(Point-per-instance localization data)
+ + + + + + +

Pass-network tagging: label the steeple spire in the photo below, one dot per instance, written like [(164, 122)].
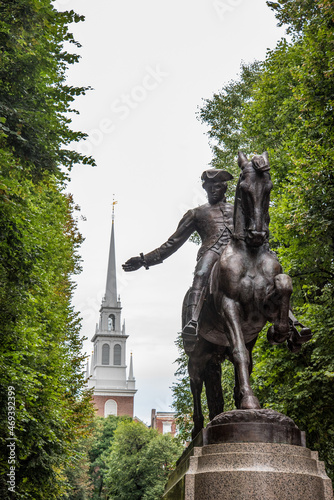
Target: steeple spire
[(131, 377), (111, 286)]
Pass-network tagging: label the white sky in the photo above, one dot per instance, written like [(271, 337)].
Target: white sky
[(151, 63)]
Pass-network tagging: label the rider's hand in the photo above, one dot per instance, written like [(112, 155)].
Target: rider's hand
[(133, 264)]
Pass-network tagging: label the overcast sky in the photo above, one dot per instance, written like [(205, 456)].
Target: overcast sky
[(151, 63)]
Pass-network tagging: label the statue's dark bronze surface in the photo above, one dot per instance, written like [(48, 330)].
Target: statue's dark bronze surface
[(238, 286)]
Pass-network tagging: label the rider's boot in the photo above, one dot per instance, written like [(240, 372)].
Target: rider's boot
[(189, 331)]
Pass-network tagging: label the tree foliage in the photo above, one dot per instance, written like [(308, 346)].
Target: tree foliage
[(284, 105), (139, 462), (40, 348)]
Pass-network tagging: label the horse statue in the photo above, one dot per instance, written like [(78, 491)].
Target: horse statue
[(247, 288)]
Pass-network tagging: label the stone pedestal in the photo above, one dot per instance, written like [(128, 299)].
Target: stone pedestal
[(221, 465)]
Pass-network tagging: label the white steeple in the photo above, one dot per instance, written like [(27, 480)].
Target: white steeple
[(111, 285), (108, 361)]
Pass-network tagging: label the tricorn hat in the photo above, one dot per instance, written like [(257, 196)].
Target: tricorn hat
[(215, 174)]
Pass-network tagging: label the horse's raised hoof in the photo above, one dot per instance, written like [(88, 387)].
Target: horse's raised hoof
[(250, 402), (274, 337), (190, 328)]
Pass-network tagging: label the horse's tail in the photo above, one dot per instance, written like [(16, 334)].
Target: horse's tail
[(185, 309)]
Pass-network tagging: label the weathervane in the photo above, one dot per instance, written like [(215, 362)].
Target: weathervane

+ + + + + + +

Problem description | Scan the entries above, and wherever a line holds the string "weathervane", copy it.

Finished task |
Pass-network tagging: label the weathervane in the photo above, one dot per instance, written like [(215, 362)].
Target: weathervane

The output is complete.